YOUR TASK: Reproduce every line of the data, exactly and without its pictures.

PROVIDED DATA:

*** Begin section ***

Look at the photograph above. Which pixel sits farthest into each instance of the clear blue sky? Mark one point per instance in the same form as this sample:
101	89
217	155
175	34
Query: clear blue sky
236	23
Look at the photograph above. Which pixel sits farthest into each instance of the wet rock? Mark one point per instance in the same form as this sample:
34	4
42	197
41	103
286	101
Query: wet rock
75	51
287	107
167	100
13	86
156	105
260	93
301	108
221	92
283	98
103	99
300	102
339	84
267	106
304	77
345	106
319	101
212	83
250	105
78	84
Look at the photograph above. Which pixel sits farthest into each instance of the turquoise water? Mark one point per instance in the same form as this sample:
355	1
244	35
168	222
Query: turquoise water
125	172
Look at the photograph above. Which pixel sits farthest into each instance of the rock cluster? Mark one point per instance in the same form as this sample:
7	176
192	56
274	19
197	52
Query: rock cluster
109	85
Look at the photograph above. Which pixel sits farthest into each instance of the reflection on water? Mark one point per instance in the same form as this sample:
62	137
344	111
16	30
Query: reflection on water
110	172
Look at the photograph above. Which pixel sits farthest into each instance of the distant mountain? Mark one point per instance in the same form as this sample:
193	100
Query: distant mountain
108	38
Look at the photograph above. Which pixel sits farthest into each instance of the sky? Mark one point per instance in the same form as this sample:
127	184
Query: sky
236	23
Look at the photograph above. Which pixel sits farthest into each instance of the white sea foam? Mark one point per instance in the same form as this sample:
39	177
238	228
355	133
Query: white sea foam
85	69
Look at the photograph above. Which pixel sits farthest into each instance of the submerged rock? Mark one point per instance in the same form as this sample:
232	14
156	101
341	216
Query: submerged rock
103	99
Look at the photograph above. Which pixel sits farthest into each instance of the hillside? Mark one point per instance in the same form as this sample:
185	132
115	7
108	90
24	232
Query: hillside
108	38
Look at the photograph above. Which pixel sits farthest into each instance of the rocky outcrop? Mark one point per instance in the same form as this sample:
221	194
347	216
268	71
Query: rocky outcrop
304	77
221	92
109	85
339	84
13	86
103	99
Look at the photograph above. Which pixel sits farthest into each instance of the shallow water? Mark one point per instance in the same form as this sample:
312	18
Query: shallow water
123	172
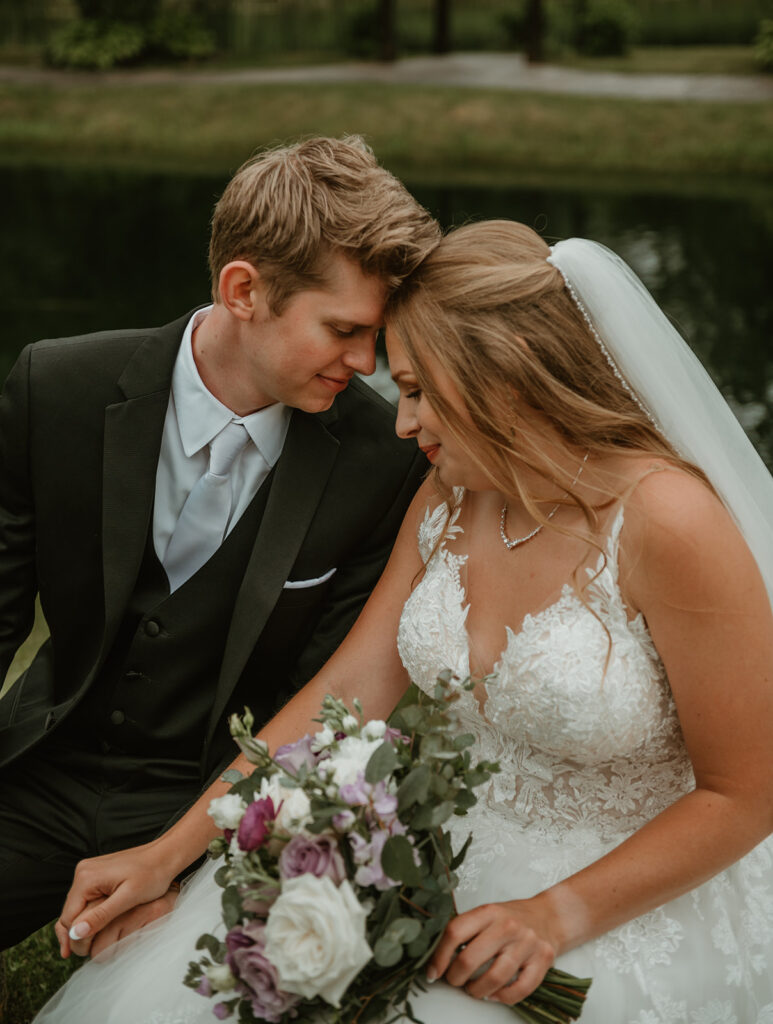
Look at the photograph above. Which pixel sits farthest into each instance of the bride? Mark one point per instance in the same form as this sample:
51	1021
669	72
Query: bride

*** End section ***

RESULT FOR THIS TASK:
Look at the photograph above. Which pixel sits farthest into each instance of the clear blue sky? Mark one point per instance in the same form as this sample:
101	89
217	155
175	34
Query: clear blue sky
236	23
Look at the photograph above. Which pixel sits farthest into each instance of the wet rock? Mark one point per instance in the same form as this sample:
34	4
42	197
41	103
286	101
Query: wet rock
75	51
287	107
167	100
13	86
156	105
260	93
301	108
221	92
283	98
103	99
300	102
339	84
267	106
304	77
345	106
319	101
212	83
250	105
78	84
Look at the photograph above. Which pixel sits farthest into each instance of the turquoise water? Mark one point per instance in the same form as this sample:
355	1
244	35
168	222
Query: turquoise water
125	172
Look at the photograph above. Which pixel sits farthest into each instance of the rock cluster? Mark one point per instance in the same form as this sample:
7	176
192	56
274	19
197	52
Query: rock cluster
109	85
Look at the photograph above. Which pixel sits farthest into each instance of the reflection on water? Mark one point per instance in the same form as this sample:
62	137
344	111
16	30
Query: reflection on water
110	172
Look at the photograph above. Which pixel sits farthest into each instance of the distant mountain? Mark one point per instance in the same form as this sample:
193	100
Query: distant mountain
108	38
Look at the photograph above. Which pixel sits farthest into each instance of the sky? Mark one point per instance in the same form as this sample:
127	184
Query: sky
236	23
Look at the photograph above. Which pixel sits farthest into each instance of the white sea foam? Mark one point per instance in the same form as this sample:
39	177
238	228
355	133
Query: white sea foam
85	69
Look at the photograph above. Which pixel sits farthest into each instance of the submerged rock? Mark one point per instance in the same form as this sample:
232	14
156	101
341	216
Query: submerged rock
103	99
Look at the photograph above. Which pixel sits farthest into each instance of the hillside? Mark one point per instance in the same form as this sample:
185	132
115	7
108	90
24	232
Query: hillside
108	38
Look at the photograph above. Which pixel sits farthest into each instance of the rocky outcrop? Mark one point per instance in the same form as this sample:
221	194
347	216
268	71
Query: rocky outcrop
304	77
221	92
109	85
339	84
13	86
103	99
Look at the photograph above. Which pixel sits farthest into each instance of the shallow water? Mark one point per instance in the same form as this sample:
312	18
Query: shallow water
123	172
Look at the photograph above. Which pixel sits farthest into each instance of the bride? Mark one point per instance in the same form as this sample:
51	1021
669	72
Query: bride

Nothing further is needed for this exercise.